UPDATE: To add font-awesome icons directly to a menu-item’s anchor tag, just add the icon markup (i.e. <i class="fa fa-twitter"></i>
) to the menu item. I don’t know why I didn’t just do this the first time around. As long as Font Awesome is added properly, it will work.
A while back, I did a tutorial on how to add Font Awesome icons to menus in the Genesis Framework. That tutorial was handled primarily with CSS. This snippet uses PHP to dynamically prepend some additional markup to a menu-item’s anchor tag. It’s accomplishing almost the same thing as my last tutorial but this one is theme agnostic (rather than Genesis-specific) and puts the icon within the anchor text, making it part of the link (the previous tutorial placed it outside the link and, therefore, it was non-clickable). If you have not yet added support for Font Awesome icons, see the previous post for instructions.
This code still relies on the use of the CSS Classes field for menu items. If you’re unable to see this field when editing your menu items (Appearance → Menus), open the Screen Options dropdown in the top-right corner of the screen and make sure this option is selected. Then, add the Font Awesome classes to the CSS Classes field. For example, to add a shopping cart icon, you’d add “fa fa-shopping-cart”. Adding “fa” in addition to the actual icon class (i.e. “fa-shopping-cart”) is critical because this code checks to see if that class is present and continues only if it is.
Finally, it removes the classes from the parent element. By default, WordPress adds these CSS classes to the parent list-item tag (<li>), which will lead to the icon showing twice.

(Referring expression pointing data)
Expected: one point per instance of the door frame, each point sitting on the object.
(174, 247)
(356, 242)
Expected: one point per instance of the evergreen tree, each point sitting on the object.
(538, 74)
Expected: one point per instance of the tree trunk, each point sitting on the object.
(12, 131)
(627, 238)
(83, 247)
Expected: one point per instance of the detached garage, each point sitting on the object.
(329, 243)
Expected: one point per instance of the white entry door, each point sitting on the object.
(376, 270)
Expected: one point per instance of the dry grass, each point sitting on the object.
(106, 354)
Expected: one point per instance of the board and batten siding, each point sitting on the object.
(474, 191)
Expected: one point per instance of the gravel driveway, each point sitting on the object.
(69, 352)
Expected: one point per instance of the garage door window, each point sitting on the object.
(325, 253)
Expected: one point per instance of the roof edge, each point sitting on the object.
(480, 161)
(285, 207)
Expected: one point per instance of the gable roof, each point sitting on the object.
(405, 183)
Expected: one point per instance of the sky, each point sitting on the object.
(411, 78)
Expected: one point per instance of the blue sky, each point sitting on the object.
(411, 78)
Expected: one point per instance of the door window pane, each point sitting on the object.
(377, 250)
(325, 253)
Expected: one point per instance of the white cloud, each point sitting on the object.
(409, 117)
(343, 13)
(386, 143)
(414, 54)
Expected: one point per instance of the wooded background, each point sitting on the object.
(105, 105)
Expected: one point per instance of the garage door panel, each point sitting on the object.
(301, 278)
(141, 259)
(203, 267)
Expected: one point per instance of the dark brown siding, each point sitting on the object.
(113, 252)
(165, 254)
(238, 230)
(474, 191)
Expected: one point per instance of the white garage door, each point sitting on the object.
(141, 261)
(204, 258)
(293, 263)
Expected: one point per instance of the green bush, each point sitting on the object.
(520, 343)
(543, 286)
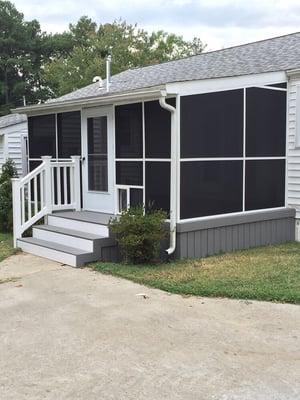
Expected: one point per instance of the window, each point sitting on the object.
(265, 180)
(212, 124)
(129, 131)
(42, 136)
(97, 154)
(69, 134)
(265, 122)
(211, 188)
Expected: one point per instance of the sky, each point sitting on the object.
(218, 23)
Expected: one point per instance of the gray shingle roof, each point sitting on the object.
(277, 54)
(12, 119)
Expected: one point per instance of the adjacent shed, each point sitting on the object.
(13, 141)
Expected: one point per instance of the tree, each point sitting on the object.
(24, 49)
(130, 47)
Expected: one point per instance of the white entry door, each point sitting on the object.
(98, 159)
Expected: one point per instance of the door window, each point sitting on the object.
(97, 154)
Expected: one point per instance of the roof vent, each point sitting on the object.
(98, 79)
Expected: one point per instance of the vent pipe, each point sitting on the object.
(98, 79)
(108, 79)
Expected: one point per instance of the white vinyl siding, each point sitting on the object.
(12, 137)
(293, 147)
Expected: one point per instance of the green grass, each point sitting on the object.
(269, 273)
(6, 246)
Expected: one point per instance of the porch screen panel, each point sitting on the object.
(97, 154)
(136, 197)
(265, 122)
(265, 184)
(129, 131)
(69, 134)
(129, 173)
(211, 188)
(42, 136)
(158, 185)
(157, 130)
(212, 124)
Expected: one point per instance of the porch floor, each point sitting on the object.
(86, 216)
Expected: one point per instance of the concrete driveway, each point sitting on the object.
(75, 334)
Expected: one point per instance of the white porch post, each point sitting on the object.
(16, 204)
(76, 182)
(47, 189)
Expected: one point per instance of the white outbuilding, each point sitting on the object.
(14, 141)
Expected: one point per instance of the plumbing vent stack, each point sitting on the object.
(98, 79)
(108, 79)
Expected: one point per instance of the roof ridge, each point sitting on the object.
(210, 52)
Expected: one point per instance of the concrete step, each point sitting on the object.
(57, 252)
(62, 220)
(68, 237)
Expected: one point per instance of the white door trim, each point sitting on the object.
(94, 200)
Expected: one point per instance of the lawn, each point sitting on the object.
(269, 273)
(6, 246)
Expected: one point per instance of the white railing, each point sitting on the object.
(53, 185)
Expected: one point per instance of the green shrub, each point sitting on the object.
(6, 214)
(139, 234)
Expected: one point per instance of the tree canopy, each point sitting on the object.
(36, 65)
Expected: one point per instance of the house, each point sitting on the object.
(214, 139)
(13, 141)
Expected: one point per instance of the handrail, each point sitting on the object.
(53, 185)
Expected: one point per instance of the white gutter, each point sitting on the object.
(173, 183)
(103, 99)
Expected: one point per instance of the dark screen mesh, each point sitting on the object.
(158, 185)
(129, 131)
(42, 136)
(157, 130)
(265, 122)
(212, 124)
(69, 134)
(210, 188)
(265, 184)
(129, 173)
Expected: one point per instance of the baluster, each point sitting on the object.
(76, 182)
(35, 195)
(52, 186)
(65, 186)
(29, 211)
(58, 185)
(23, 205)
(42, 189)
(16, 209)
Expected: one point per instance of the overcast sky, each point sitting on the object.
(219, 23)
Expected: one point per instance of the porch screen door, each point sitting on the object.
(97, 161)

---

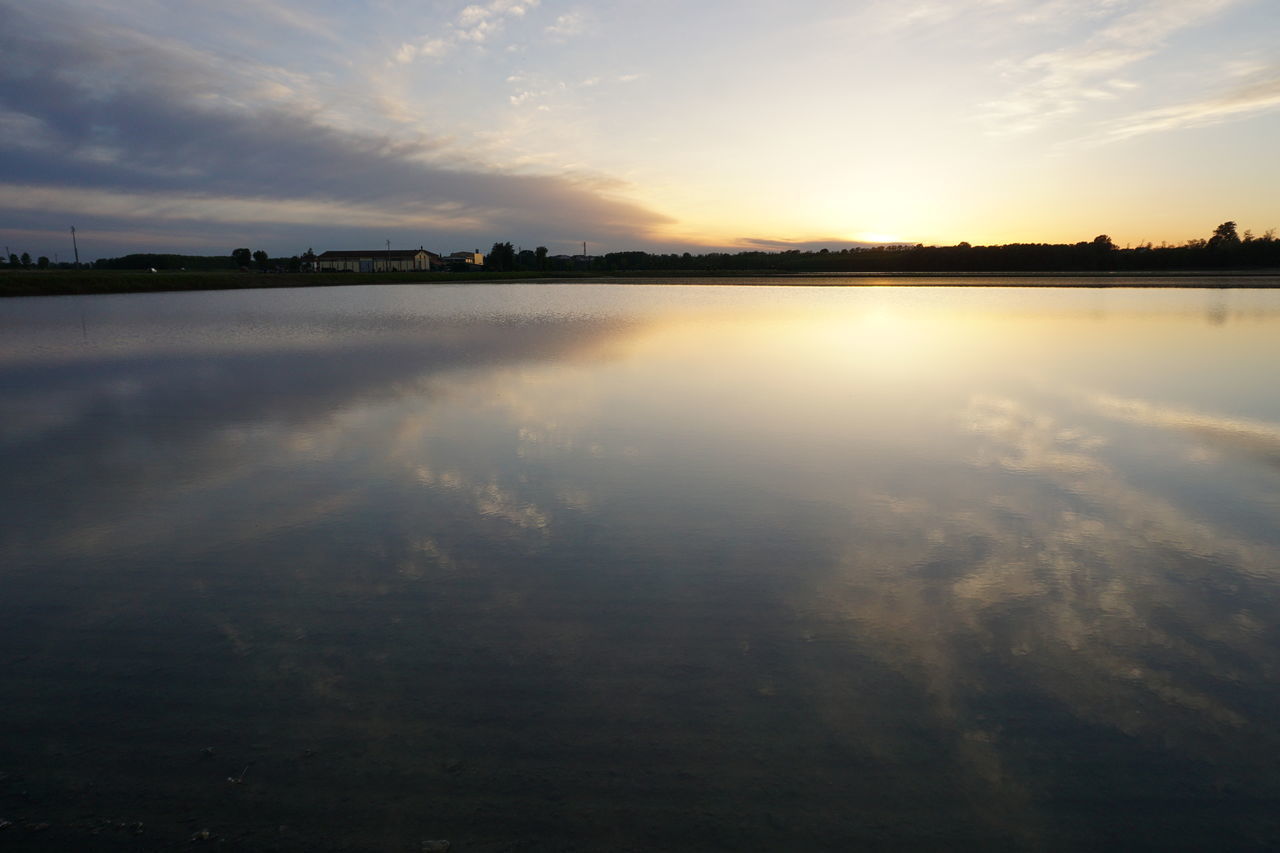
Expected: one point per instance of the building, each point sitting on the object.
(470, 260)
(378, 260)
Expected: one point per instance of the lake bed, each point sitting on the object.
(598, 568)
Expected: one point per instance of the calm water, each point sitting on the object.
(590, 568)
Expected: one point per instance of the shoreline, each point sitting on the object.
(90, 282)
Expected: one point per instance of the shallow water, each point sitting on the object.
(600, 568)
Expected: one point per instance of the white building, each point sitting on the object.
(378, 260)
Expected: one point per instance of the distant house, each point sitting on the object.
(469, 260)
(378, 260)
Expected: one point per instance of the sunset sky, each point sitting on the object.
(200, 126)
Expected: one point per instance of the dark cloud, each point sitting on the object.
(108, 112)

#### Instructions to follow
Reproduce the passage of the Font Awesome menu tutorial from "This code still" up to and including "only if it is.". The material bears no relation to the tutorial on adding Font Awesome icons to menu items.

#### Exercise solution
This code still relies on the use of the CSS Classes field for menu items. If you’re unable to see this field when editing your menu items (Appearance → Menus), open the Screen Options dropdown in the top-right corner of the screen and make sure this option is selected. Then, add the Font Awesome classes to the CSS Classes field. For example, to add a shopping cart icon, you’d add “fa fa-shopping-cart”. Adding “fa” in addition to the actual icon class (i.e. “fa-shopping-cart”) is critical because this code checks to see if that class is present and continues only if it is.